» What is required
Pick out every line in the entries below that contains the string "snowy". Matching is case-sensitive.

» Supplied data
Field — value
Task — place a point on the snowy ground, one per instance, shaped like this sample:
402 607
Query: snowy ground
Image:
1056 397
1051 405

--

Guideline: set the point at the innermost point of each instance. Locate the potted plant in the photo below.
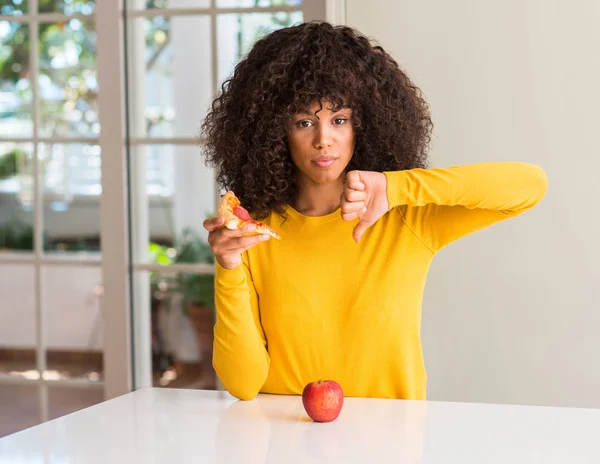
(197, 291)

» Solution to the exercise
Task — place a point on the snowy ground, one per instance, shaped like this sample:
Query: snowy ground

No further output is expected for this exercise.